(Entries from a collection)
Start

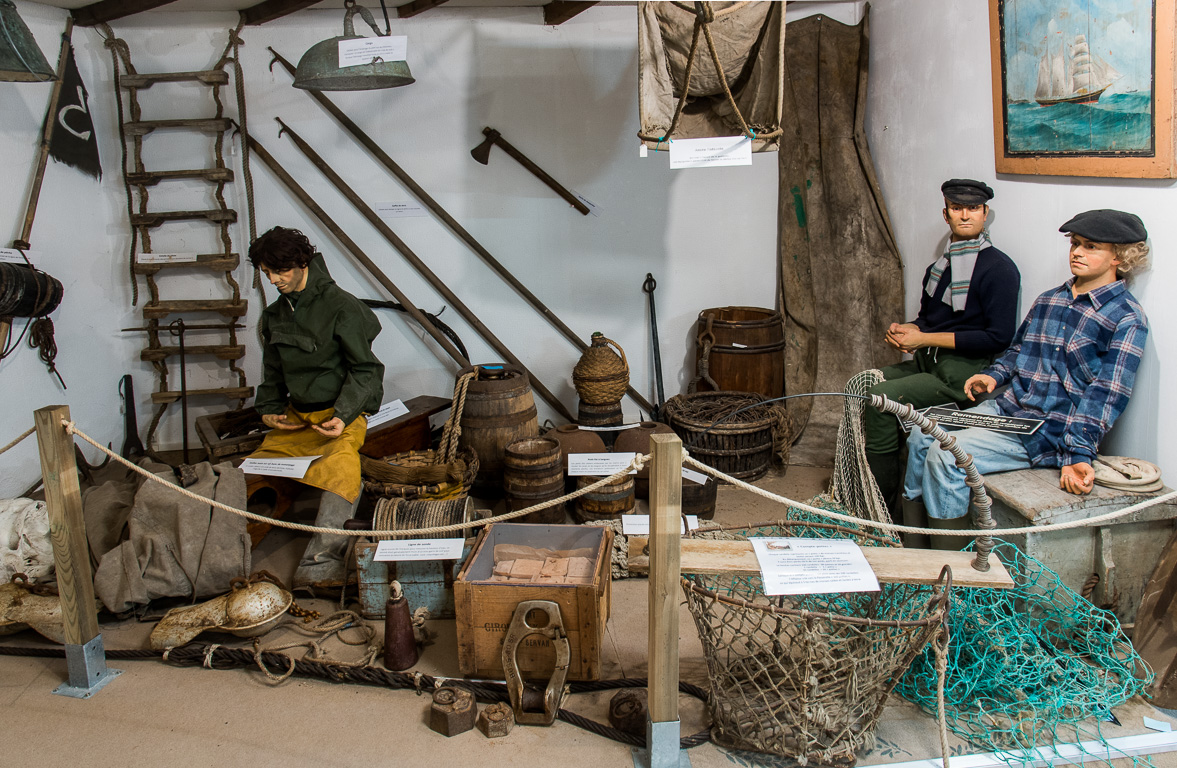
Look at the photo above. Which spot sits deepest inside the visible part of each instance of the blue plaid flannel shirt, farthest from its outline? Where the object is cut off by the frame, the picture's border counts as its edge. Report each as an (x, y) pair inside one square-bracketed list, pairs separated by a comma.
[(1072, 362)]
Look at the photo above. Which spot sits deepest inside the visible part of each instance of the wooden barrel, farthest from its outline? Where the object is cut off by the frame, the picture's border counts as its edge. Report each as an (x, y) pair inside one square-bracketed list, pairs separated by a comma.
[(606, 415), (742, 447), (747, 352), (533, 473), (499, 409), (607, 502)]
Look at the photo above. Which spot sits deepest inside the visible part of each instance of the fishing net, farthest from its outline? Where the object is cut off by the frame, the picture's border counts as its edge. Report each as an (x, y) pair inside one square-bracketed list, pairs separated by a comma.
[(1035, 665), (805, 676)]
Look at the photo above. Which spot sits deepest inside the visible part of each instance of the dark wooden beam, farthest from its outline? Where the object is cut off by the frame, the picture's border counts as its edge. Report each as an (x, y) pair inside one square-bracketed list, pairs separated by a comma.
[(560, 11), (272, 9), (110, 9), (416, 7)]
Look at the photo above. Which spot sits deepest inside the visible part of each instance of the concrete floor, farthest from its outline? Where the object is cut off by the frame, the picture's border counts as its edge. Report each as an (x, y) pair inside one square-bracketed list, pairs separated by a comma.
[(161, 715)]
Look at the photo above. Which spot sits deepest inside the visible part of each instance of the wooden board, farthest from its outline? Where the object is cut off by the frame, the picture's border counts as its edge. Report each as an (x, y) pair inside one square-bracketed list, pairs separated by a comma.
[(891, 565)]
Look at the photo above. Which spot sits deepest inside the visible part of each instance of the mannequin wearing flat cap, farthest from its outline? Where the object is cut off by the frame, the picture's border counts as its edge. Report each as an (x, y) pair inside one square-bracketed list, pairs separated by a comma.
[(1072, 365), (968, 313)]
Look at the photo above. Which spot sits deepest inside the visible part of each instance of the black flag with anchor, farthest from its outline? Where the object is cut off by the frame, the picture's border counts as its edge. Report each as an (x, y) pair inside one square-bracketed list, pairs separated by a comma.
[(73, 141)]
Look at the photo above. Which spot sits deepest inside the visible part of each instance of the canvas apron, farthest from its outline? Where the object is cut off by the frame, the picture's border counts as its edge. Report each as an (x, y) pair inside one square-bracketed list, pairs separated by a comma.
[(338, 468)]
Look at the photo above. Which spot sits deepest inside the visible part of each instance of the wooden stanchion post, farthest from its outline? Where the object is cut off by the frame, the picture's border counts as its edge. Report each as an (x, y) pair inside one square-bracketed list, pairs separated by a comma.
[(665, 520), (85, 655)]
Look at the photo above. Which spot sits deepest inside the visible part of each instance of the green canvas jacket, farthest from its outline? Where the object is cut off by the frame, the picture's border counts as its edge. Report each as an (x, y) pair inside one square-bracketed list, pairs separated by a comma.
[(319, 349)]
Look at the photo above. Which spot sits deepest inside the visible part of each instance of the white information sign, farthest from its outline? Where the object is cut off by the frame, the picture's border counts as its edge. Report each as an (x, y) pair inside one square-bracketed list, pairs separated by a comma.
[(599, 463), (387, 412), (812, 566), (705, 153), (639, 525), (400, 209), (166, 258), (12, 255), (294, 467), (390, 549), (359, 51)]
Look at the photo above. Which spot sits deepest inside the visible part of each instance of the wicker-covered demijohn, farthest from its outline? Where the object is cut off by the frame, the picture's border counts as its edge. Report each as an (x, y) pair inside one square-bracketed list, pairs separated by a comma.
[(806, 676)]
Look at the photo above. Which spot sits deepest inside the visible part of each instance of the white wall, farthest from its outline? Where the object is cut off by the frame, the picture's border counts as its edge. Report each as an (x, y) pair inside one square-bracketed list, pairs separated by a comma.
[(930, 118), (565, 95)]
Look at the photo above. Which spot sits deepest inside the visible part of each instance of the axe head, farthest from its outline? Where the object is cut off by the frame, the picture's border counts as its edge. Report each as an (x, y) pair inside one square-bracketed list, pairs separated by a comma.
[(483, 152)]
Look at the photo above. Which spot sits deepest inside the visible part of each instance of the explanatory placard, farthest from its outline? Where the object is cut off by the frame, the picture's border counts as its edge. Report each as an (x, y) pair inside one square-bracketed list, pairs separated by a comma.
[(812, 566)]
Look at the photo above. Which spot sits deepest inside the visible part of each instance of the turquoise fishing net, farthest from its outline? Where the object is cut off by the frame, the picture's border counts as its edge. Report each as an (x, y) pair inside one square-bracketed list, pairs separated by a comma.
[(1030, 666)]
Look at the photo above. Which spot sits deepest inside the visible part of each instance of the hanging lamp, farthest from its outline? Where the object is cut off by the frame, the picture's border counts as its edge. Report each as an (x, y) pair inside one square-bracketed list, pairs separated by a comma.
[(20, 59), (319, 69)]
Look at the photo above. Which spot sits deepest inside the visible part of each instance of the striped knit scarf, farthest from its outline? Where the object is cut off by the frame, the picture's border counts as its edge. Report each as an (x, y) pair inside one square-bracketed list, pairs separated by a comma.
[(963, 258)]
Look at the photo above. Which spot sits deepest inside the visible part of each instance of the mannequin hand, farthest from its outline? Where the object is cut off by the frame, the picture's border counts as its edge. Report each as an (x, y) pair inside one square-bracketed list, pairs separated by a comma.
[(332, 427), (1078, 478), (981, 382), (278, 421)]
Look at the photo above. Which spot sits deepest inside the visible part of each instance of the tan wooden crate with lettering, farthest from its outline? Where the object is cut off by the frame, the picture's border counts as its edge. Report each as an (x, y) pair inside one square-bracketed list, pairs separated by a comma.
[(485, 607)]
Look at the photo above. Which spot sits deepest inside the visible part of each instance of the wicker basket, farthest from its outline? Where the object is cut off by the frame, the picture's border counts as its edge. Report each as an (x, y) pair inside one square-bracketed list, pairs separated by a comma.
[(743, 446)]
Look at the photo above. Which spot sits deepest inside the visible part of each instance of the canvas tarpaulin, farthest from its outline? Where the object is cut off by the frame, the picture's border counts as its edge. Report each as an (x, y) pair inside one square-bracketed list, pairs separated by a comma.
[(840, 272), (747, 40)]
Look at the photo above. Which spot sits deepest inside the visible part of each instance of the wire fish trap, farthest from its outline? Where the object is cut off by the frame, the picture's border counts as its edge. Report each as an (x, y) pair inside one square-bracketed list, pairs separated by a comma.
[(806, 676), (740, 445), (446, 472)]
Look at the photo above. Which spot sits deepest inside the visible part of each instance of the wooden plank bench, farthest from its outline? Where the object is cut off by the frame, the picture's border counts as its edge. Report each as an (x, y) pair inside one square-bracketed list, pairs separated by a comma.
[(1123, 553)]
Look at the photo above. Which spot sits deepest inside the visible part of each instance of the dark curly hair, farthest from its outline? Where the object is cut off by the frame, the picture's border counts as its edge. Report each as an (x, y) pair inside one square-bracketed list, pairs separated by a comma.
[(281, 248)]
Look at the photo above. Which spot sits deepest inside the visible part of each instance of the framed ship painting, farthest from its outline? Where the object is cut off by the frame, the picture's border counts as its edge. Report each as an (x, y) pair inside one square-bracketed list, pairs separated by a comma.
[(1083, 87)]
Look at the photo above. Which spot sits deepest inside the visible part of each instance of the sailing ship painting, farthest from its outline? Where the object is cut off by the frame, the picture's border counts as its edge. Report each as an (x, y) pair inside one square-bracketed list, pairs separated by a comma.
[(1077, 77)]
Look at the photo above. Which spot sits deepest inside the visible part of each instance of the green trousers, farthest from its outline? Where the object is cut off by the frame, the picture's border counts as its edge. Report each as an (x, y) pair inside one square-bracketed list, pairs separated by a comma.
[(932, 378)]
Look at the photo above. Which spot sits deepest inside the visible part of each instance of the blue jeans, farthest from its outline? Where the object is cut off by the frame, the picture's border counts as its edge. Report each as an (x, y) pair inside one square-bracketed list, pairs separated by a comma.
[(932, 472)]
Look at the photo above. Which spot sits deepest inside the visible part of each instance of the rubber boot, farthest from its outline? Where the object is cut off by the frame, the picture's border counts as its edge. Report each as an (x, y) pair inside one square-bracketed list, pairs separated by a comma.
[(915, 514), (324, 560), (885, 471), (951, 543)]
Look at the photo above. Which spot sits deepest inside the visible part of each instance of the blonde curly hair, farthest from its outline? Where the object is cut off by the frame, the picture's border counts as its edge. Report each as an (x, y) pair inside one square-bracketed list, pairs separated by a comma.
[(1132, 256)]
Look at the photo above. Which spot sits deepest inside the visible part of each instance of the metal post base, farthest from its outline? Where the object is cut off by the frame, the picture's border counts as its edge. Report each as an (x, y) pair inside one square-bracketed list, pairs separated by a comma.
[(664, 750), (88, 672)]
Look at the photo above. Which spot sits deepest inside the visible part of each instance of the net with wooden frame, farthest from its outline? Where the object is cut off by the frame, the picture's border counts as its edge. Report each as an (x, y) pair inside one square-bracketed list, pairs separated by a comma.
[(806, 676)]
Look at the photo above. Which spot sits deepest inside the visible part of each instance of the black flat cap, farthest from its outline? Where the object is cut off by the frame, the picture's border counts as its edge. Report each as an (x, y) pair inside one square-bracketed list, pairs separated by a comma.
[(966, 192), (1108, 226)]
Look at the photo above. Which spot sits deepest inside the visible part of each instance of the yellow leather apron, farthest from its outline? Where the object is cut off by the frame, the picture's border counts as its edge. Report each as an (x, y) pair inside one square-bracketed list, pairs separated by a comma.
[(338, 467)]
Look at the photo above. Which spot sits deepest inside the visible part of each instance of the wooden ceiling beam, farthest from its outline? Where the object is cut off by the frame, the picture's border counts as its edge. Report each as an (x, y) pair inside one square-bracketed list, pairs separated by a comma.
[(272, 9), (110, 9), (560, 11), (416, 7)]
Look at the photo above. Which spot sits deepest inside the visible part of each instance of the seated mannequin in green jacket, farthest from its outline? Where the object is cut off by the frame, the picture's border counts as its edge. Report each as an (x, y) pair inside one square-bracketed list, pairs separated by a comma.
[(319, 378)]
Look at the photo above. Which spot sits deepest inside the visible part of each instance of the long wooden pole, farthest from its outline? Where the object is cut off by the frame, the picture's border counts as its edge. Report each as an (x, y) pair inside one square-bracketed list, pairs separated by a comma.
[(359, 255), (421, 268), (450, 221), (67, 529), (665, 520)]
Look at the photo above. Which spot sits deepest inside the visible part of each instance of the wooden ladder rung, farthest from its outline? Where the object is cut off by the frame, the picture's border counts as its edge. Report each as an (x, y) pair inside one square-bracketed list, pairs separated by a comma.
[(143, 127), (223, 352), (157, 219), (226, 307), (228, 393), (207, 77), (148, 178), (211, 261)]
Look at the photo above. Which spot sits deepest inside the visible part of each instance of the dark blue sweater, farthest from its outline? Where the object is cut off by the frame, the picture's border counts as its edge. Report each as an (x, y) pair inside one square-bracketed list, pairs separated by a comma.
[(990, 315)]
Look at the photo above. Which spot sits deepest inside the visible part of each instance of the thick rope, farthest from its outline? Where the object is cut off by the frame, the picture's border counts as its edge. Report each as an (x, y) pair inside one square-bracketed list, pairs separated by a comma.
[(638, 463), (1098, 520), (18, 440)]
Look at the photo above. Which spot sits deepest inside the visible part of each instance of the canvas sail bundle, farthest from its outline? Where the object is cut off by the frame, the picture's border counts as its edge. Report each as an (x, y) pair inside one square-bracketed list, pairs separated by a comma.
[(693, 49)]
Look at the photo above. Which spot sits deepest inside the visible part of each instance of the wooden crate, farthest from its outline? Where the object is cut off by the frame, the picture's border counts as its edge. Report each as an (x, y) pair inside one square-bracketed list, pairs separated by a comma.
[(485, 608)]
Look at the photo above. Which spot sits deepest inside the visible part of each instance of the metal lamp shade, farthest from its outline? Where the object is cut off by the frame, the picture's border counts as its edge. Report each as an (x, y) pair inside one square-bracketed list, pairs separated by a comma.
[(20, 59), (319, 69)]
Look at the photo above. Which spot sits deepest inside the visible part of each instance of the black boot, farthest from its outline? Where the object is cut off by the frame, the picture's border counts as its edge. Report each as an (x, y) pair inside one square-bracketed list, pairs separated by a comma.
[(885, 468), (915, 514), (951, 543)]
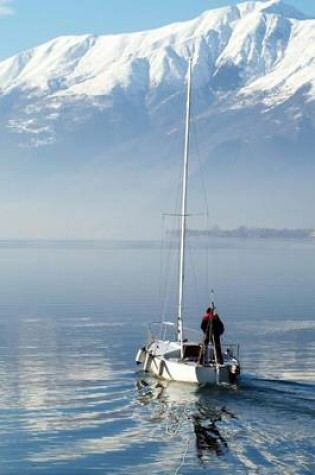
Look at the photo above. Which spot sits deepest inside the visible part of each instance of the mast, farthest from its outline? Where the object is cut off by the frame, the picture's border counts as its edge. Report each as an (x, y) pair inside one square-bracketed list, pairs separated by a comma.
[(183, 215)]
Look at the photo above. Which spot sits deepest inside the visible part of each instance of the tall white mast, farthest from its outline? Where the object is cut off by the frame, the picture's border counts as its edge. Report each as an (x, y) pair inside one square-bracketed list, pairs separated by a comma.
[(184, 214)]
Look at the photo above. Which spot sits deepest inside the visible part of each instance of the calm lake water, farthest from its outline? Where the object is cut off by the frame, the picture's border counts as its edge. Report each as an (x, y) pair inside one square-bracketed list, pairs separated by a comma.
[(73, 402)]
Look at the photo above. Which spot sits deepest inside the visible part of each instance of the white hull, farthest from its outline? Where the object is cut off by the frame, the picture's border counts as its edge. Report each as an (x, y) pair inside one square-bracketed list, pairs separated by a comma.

End

STATED TASK:
Copy the stretch from the line containing "mannequin hand, farthest" through the line containing "[(332, 427), (1078, 478), (981, 382), (278, 421)]", unchanged.

RESPONSE TO THE EXERCISE:
Look at the photo above. Which spot sits deepest inside the visible part of each instance of the mannequin hand, farthest from its outline? Where the object is cut off by the frame, the picture's border counts as its edge. Report each as an (x, y) pair inside one square-bracketed list, pairs separated by a comma.
[(332, 427), (1078, 478), (981, 382), (278, 421)]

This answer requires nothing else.